**Aim of the exercise**
Lines before the one containing "Category: eye" are excluded. Repeat that line and every line after it, exactly.

**Material for this exercise**
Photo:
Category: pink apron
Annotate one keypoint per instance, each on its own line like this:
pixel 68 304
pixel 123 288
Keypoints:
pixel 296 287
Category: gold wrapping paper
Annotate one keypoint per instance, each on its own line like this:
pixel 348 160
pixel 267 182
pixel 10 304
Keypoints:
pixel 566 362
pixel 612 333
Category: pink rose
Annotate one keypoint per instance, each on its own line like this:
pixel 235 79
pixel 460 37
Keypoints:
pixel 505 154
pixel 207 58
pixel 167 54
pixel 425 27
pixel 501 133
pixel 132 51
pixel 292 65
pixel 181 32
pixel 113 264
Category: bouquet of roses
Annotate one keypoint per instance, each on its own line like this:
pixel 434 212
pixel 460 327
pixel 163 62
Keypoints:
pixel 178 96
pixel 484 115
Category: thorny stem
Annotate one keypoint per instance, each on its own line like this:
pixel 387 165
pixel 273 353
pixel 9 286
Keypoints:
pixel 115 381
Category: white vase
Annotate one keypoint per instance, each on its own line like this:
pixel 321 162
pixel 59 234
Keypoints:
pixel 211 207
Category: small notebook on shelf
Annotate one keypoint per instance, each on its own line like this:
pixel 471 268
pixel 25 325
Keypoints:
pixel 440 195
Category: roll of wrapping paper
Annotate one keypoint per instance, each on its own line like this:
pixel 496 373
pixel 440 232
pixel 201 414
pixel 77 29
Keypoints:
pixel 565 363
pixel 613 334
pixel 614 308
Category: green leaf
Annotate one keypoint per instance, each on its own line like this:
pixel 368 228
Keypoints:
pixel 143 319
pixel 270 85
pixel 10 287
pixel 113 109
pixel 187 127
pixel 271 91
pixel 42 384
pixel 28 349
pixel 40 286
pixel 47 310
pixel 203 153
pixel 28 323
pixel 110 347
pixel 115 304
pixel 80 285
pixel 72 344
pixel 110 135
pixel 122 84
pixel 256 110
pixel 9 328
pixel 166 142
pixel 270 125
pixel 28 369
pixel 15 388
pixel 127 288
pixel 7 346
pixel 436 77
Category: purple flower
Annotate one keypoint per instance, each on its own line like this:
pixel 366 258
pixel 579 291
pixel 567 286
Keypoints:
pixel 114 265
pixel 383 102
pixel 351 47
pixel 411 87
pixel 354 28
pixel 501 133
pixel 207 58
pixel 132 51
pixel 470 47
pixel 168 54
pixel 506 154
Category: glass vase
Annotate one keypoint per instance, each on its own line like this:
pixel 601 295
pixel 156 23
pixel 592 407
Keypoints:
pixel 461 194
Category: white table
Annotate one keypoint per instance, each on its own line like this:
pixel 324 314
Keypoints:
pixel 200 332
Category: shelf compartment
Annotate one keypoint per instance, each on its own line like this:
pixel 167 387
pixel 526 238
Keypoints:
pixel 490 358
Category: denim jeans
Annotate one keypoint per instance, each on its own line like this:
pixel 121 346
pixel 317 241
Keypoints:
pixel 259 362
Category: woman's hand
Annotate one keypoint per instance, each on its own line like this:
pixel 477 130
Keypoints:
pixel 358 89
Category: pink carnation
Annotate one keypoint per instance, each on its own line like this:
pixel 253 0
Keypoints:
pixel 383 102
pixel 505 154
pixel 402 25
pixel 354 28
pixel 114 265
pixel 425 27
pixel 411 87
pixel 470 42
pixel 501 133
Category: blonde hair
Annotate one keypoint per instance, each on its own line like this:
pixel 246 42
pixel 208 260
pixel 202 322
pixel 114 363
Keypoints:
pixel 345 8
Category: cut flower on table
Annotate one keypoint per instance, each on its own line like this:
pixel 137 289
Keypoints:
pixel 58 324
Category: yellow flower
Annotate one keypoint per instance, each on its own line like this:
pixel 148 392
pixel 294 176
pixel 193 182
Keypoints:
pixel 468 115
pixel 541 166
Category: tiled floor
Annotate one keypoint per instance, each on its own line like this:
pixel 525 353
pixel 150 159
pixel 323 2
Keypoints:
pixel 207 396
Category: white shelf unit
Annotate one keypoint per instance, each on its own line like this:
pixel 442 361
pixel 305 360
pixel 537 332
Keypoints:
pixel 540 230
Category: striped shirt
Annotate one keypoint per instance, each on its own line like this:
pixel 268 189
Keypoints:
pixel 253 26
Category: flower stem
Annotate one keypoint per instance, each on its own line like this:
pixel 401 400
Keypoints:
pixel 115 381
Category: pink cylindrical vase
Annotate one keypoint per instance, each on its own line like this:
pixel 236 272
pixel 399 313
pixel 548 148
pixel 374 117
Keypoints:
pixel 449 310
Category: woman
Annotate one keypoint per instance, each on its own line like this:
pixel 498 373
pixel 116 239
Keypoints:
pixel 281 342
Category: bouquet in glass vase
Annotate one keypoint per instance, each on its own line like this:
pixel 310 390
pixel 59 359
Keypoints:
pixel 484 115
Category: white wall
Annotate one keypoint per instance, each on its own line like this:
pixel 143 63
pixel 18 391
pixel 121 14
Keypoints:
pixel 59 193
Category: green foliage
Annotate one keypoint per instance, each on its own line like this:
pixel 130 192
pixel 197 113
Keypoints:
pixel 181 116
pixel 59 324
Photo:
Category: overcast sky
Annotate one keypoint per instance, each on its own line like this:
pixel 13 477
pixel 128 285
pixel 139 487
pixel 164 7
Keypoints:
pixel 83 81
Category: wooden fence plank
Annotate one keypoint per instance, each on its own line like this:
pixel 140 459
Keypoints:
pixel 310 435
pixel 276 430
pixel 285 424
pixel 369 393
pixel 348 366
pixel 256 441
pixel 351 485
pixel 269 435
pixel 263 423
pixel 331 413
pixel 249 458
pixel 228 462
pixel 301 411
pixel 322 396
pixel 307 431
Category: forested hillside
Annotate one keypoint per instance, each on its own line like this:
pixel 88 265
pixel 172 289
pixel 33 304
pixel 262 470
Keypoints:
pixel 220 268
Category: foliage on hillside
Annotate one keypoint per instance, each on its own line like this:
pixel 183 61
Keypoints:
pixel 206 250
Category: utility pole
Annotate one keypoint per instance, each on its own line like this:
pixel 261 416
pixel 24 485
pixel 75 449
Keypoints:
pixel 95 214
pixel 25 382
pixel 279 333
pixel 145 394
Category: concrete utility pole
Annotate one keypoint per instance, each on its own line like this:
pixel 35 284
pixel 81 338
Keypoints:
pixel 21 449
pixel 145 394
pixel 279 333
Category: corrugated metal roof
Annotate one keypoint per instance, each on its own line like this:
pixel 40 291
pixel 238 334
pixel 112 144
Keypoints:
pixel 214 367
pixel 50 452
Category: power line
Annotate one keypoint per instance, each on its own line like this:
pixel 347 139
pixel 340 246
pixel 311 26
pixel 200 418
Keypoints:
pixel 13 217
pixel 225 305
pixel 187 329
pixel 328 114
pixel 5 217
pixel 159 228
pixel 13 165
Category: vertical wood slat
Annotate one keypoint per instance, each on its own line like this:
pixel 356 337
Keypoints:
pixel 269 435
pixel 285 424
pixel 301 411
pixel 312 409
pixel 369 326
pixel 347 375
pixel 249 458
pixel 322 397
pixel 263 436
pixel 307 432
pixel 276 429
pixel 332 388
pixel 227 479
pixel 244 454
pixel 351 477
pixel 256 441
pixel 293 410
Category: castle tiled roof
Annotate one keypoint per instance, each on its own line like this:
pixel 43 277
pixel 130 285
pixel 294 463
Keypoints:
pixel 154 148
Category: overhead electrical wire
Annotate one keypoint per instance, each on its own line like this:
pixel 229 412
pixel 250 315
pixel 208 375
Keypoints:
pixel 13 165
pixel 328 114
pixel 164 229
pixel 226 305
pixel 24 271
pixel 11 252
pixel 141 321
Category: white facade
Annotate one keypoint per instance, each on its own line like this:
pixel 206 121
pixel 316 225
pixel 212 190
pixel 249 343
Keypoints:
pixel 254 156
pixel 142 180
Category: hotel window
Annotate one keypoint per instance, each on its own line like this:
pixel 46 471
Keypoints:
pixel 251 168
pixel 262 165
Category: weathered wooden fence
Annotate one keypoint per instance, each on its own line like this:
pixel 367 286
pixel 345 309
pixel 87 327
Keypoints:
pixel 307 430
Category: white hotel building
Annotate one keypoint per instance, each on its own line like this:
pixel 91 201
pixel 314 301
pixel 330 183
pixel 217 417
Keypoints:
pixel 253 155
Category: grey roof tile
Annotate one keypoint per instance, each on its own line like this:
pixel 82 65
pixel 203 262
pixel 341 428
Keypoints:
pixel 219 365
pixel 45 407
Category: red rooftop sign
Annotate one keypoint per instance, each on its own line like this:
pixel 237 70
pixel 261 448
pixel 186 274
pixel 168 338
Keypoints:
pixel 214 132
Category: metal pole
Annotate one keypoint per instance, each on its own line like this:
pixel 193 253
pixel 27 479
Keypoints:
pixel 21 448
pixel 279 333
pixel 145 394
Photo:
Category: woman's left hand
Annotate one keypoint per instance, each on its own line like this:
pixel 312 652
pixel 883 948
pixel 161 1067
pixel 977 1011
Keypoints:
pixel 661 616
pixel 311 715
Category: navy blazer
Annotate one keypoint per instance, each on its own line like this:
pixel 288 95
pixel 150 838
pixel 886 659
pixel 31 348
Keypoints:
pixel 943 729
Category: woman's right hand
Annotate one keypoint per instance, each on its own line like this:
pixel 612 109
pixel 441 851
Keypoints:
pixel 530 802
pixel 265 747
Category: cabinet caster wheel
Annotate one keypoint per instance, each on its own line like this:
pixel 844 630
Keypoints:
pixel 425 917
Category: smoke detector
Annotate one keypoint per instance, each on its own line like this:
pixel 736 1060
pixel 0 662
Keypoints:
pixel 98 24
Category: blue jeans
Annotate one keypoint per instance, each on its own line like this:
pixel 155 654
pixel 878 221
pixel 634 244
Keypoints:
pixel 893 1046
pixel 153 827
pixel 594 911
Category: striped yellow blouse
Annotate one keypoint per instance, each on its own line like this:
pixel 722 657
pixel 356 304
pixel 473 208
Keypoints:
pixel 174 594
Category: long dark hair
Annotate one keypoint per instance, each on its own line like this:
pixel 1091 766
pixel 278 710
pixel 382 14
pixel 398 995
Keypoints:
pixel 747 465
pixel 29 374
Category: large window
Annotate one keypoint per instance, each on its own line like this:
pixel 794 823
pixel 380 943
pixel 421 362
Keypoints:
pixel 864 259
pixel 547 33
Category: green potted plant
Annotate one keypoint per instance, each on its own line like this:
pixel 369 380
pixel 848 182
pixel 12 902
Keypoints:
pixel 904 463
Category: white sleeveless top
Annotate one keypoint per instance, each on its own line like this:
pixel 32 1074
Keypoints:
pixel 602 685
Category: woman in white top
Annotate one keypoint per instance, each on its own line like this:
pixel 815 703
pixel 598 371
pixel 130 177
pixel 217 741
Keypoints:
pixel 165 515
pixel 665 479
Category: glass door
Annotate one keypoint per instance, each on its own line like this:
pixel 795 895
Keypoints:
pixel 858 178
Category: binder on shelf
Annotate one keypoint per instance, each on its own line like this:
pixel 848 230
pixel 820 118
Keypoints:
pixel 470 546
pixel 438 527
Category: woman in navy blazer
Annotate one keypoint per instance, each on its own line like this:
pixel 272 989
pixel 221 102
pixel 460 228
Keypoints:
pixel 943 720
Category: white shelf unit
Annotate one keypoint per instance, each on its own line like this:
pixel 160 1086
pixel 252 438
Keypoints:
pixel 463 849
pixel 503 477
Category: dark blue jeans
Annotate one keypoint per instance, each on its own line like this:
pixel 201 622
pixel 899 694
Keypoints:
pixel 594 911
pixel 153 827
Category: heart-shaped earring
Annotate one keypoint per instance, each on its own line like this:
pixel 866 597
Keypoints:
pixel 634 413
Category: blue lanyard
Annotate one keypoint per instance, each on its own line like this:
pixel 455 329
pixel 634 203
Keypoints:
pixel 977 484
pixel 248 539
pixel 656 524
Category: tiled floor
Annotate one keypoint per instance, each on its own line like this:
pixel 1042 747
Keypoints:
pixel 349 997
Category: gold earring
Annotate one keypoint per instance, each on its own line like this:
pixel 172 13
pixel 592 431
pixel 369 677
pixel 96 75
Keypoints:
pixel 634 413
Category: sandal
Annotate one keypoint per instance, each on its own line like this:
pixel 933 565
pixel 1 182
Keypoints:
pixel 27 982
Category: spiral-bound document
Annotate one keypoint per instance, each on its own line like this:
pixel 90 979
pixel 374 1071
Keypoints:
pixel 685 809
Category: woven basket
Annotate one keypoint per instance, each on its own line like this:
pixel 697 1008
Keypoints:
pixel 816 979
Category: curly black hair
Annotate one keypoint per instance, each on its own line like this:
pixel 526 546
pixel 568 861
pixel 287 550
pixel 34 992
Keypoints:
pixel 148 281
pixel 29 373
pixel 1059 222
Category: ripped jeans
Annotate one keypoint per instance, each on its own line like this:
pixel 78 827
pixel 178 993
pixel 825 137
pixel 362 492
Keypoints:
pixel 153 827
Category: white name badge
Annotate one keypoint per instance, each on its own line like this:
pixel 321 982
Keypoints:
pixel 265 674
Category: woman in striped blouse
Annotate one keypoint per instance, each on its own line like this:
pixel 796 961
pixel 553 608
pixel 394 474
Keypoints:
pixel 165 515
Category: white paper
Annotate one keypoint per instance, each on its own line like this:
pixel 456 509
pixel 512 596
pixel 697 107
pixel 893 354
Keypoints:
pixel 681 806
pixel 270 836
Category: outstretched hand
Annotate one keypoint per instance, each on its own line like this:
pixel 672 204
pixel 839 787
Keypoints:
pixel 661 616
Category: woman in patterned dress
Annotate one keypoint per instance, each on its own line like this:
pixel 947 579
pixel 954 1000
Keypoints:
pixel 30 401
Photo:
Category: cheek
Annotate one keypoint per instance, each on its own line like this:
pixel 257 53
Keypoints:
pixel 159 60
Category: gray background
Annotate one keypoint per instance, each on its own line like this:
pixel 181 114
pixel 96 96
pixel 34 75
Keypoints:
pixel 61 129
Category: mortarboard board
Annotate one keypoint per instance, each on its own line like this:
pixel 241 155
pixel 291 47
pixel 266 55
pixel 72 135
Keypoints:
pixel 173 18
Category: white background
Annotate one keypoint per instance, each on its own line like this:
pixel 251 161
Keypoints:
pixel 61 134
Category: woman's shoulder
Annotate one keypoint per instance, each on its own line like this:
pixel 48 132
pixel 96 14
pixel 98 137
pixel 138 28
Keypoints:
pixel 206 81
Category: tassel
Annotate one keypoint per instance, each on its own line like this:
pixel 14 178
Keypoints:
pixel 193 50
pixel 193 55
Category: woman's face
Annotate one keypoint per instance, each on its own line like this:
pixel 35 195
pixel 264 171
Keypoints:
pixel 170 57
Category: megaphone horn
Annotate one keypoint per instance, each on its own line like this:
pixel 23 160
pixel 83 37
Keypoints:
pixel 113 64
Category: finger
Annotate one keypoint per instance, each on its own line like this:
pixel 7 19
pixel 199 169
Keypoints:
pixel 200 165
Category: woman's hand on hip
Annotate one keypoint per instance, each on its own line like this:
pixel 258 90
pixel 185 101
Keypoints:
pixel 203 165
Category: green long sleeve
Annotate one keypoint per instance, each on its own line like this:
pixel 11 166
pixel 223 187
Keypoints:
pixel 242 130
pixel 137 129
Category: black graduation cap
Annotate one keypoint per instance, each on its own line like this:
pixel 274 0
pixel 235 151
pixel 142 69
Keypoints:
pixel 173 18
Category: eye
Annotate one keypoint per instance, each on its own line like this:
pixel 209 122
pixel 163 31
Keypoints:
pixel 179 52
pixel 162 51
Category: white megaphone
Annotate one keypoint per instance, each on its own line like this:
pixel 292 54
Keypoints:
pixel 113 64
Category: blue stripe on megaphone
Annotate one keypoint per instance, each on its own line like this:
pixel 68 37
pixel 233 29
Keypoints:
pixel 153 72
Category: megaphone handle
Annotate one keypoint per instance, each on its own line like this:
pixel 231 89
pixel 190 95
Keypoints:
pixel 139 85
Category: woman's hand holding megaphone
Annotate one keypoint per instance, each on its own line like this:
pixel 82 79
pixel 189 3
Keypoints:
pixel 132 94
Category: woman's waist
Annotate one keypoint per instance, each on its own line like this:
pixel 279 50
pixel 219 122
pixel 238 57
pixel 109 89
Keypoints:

**Complete output**
Category: eye
Annotate one keypoint per instance, each on its own line like this:
pixel 209 122
pixel 163 31
Keypoints:
pixel 179 52
pixel 162 51
Category: white megaphone
Annotate one keypoint per instance, each on its own line like this:
pixel 292 54
Keypoints:
pixel 113 64
Category: blue stripe on megaphone
Annotate one keypoint per instance, each on its own line like this:
pixel 68 37
pixel 233 29
Keypoints:
pixel 153 72
Category: megaphone handle
Annotate one keypoint per instance, each on its own line like this:
pixel 231 89
pixel 190 95
Keypoints:
pixel 139 85
Category: woman's hand holding megaphone
Annotate one keypoint per instance, each on its own line like this:
pixel 82 79
pixel 189 3
Keypoints:
pixel 132 94
Category: woman's waist
Annotate one keypoint per instance, each on its own line like this:
pixel 279 50
pixel 219 122
pixel 238 57
pixel 109 89
Keypoints:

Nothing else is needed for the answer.